:: Task to complete ::
Only lines with the string "marking" should be returned from the data below.

(Image-grounded pointing data)
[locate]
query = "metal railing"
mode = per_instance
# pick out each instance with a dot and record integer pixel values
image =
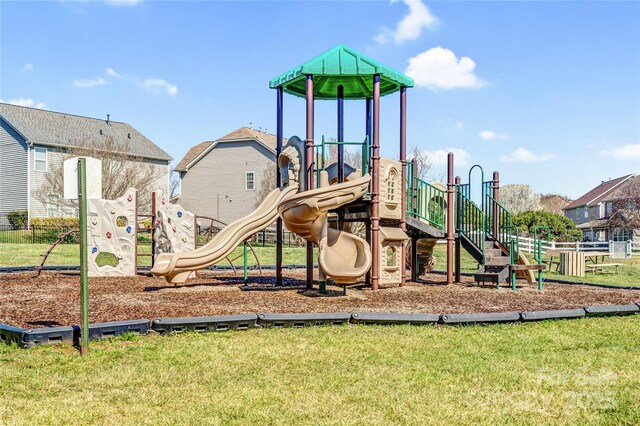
(471, 223)
(425, 201)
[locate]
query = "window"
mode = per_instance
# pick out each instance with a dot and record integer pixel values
(249, 181)
(621, 235)
(391, 182)
(391, 257)
(53, 206)
(40, 159)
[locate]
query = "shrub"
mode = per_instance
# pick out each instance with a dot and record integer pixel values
(561, 227)
(18, 218)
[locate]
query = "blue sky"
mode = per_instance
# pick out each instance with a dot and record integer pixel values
(548, 93)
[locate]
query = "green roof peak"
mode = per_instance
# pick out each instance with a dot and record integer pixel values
(341, 66)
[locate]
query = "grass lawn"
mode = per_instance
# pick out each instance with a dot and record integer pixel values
(68, 254)
(559, 372)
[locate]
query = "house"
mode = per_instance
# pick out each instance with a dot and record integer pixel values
(222, 179)
(33, 142)
(592, 211)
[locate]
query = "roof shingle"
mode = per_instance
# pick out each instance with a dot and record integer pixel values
(597, 194)
(57, 129)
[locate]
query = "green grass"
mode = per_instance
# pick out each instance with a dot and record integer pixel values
(68, 254)
(560, 372)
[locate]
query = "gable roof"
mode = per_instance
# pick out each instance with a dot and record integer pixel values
(57, 129)
(341, 66)
(597, 194)
(247, 134)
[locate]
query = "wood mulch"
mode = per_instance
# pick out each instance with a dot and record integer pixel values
(53, 298)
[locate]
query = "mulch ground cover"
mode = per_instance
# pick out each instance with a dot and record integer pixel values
(53, 298)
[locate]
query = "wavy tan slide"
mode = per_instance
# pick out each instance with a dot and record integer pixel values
(342, 256)
(176, 267)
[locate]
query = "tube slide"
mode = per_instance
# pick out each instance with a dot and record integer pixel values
(176, 267)
(342, 256)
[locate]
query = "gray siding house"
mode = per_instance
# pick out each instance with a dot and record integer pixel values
(592, 210)
(221, 179)
(32, 141)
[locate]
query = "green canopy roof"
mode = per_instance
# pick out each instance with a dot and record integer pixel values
(341, 66)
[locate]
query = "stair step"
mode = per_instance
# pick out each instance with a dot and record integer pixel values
(492, 276)
(493, 252)
(495, 261)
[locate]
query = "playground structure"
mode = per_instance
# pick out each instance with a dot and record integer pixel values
(403, 208)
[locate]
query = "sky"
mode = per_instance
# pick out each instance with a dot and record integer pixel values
(547, 93)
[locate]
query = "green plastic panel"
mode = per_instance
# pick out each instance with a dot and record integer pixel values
(341, 66)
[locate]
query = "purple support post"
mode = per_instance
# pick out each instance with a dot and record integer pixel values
(457, 218)
(308, 164)
(340, 133)
(279, 135)
(449, 218)
(403, 161)
(496, 196)
(375, 192)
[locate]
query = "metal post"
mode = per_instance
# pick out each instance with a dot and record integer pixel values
(279, 136)
(375, 190)
(309, 169)
(457, 218)
(245, 256)
(340, 134)
(449, 224)
(403, 161)
(496, 196)
(84, 279)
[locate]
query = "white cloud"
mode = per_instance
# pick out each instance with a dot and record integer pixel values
(26, 102)
(491, 135)
(85, 84)
(439, 157)
(112, 73)
(155, 85)
(439, 68)
(526, 156)
(411, 26)
(622, 152)
(123, 2)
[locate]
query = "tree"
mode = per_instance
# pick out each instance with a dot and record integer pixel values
(424, 166)
(518, 198)
(120, 171)
(561, 227)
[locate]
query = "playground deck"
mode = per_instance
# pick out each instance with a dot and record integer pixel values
(52, 298)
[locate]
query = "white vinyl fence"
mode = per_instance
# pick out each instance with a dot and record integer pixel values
(617, 249)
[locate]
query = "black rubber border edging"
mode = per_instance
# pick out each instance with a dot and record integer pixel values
(204, 324)
(70, 334)
(393, 318)
(303, 319)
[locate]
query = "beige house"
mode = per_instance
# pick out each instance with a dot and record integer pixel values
(35, 141)
(221, 179)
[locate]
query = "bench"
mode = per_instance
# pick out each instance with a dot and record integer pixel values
(600, 267)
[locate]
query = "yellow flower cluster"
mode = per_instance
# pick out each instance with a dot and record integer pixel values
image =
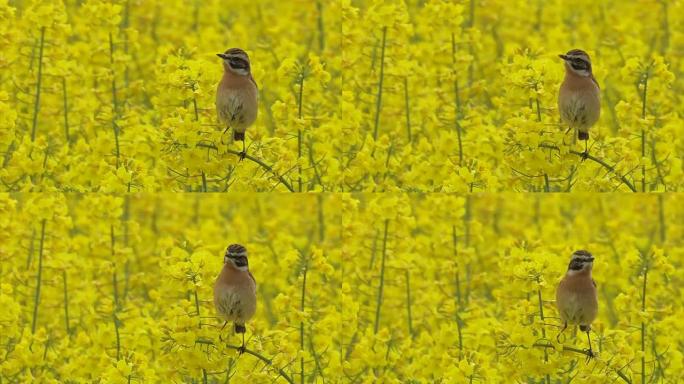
(108, 123)
(120, 289)
(119, 96)
(461, 289)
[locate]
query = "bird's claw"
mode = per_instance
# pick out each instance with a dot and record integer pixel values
(590, 354)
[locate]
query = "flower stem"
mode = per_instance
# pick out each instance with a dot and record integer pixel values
(115, 102)
(66, 302)
(39, 277)
(259, 356)
(301, 323)
(66, 111)
(378, 103)
(382, 278)
(255, 160)
(643, 133)
(643, 323)
(408, 301)
(457, 108)
(408, 110)
(547, 378)
(36, 106)
(299, 132)
(321, 30)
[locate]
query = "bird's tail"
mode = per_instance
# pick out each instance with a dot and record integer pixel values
(240, 328)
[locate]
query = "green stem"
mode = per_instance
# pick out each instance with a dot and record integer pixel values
(643, 325)
(299, 131)
(581, 352)
(199, 324)
(36, 106)
(321, 30)
(112, 242)
(541, 316)
(66, 302)
(643, 134)
(407, 108)
(66, 112)
(301, 324)
(661, 218)
(457, 109)
(378, 103)
(31, 246)
(382, 278)
(255, 160)
(266, 361)
(115, 102)
(39, 277)
(408, 301)
(622, 178)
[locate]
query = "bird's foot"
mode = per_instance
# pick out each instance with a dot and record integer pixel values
(590, 354)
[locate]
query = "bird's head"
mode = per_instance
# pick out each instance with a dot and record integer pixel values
(577, 61)
(236, 61)
(236, 255)
(581, 261)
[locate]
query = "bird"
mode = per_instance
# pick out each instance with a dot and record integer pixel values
(579, 96)
(576, 296)
(237, 95)
(235, 291)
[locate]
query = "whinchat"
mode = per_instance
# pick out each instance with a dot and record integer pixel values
(237, 95)
(576, 296)
(579, 97)
(235, 290)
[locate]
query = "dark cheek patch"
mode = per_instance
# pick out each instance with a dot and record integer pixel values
(579, 66)
(239, 64)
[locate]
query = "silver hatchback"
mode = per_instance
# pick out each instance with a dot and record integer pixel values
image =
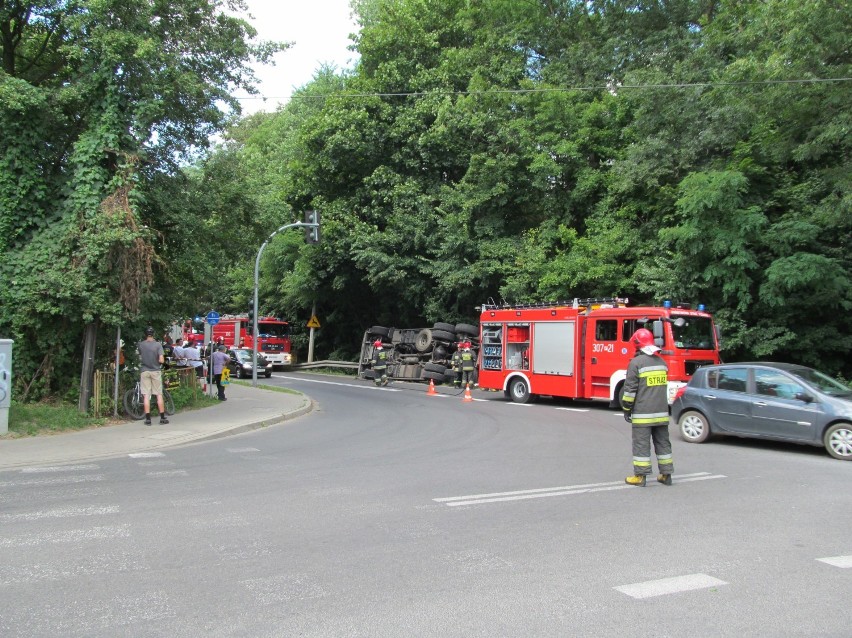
(778, 401)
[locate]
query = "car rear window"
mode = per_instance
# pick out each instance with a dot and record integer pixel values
(733, 379)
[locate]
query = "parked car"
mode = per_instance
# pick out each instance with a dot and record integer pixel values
(240, 364)
(778, 401)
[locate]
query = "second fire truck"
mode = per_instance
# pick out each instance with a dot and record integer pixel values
(581, 348)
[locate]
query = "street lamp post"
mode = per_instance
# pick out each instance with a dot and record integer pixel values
(311, 226)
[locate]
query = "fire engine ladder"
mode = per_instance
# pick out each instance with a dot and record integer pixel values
(588, 304)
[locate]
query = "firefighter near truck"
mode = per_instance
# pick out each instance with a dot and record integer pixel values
(580, 349)
(235, 331)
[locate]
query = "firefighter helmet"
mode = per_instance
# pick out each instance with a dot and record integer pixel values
(644, 341)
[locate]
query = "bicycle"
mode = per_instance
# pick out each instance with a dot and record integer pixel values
(134, 402)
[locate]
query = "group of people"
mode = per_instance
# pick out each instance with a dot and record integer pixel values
(155, 356)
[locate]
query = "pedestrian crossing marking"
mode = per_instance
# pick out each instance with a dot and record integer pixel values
(844, 562)
(673, 585)
(565, 490)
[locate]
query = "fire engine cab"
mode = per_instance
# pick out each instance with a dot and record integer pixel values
(273, 333)
(581, 348)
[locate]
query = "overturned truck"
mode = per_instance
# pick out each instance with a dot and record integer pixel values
(418, 354)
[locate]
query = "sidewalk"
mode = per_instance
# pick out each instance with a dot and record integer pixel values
(246, 409)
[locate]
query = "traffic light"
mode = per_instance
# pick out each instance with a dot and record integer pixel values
(312, 232)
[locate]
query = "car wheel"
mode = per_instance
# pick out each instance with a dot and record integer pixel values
(519, 391)
(838, 441)
(694, 427)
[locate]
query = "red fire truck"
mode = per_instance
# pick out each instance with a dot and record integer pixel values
(274, 337)
(580, 349)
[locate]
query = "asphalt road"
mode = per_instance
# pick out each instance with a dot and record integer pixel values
(387, 512)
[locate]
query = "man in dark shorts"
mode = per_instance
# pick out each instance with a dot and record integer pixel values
(151, 380)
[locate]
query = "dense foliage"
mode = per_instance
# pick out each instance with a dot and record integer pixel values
(100, 100)
(695, 150)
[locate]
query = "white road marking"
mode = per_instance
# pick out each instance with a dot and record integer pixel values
(69, 536)
(346, 385)
(59, 468)
(165, 473)
(66, 512)
(86, 478)
(844, 562)
(672, 585)
(565, 490)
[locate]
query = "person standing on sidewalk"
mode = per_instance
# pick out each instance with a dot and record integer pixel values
(151, 379)
(646, 408)
(193, 358)
(219, 360)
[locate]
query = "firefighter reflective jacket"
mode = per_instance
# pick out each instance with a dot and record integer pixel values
(646, 390)
(380, 359)
(467, 361)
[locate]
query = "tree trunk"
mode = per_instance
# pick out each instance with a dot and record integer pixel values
(90, 339)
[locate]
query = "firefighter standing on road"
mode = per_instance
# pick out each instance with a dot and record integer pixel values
(456, 364)
(468, 364)
(646, 407)
(380, 363)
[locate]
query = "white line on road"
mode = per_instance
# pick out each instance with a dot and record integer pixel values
(58, 468)
(673, 585)
(66, 512)
(165, 473)
(844, 562)
(69, 536)
(565, 490)
(346, 385)
(86, 478)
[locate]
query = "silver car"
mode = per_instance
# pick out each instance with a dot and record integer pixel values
(778, 401)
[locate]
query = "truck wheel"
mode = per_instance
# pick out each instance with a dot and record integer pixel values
(467, 329)
(519, 390)
(423, 340)
(443, 335)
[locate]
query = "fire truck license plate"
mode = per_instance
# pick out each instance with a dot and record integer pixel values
(658, 378)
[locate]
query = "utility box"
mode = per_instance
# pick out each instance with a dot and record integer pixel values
(5, 383)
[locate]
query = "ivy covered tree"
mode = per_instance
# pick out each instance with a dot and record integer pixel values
(99, 100)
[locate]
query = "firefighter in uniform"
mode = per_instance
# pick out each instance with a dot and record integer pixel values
(380, 363)
(646, 407)
(468, 364)
(456, 364)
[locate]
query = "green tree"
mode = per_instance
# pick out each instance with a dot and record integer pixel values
(104, 97)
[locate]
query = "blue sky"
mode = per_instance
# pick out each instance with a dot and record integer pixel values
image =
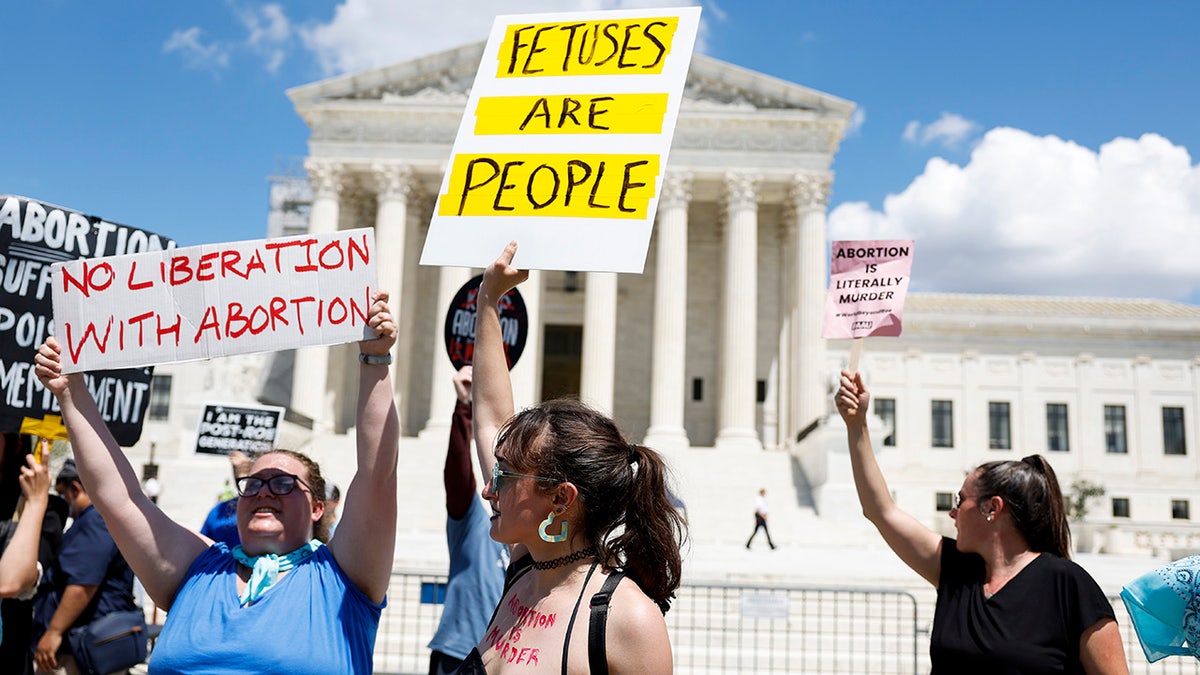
(1029, 147)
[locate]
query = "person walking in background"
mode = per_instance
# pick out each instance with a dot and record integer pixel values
(221, 524)
(760, 518)
(611, 532)
(1008, 597)
(279, 602)
(29, 547)
(88, 580)
(477, 561)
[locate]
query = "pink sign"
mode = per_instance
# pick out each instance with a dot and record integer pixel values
(868, 281)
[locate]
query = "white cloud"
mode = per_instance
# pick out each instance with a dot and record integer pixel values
(268, 33)
(1042, 215)
(951, 131)
(366, 34)
(857, 119)
(195, 52)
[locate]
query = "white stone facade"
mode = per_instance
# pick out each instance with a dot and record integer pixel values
(718, 342)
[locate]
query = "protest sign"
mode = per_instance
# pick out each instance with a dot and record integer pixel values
(564, 141)
(216, 299)
(460, 328)
(249, 429)
(868, 282)
(34, 236)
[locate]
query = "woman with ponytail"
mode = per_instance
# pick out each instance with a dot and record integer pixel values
(594, 537)
(1009, 599)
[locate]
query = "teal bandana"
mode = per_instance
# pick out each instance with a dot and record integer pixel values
(265, 569)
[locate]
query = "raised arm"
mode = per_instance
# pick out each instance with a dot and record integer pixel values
(492, 388)
(157, 549)
(457, 475)
(365, 541)
(18, 566)
(917, 545)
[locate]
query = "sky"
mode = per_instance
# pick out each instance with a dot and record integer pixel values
(1027, 147)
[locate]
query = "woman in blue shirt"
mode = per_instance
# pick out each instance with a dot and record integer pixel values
(280, 602)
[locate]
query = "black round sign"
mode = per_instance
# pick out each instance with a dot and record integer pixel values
(460, 330)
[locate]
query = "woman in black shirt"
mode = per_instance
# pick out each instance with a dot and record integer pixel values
(1009, 601)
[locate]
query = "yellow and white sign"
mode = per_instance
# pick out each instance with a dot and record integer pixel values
(564, 141)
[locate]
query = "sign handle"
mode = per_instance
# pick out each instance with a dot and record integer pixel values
(856, 351)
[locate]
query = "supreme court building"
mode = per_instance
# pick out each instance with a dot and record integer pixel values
(718, 344)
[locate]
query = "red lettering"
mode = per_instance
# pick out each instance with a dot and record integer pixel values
(131, 285)
(337, 304)
(256, 262)
(69, 279)
(208, 323)
(352, 248)
(277, 306)
(101, 344)
(298, 303)
(233, 312)
(180, 270)
(173, 328)
(138, 321)
(336, 246)
(229, 261)
(204, 267)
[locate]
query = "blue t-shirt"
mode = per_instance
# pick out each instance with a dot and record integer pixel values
(89, 557)
(475, 583)
(312, 620)
(221, 525)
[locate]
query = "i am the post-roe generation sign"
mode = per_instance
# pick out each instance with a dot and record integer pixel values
(216, 299)
(564, 141)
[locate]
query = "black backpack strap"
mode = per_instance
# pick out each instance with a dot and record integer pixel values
(598, 655)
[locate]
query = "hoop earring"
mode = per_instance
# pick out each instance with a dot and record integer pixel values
(551, 538)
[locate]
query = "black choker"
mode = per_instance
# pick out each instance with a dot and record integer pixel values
(591, 551)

:: Result for this task ::
query = "pedestrian crossing marking"
query = "white road marking"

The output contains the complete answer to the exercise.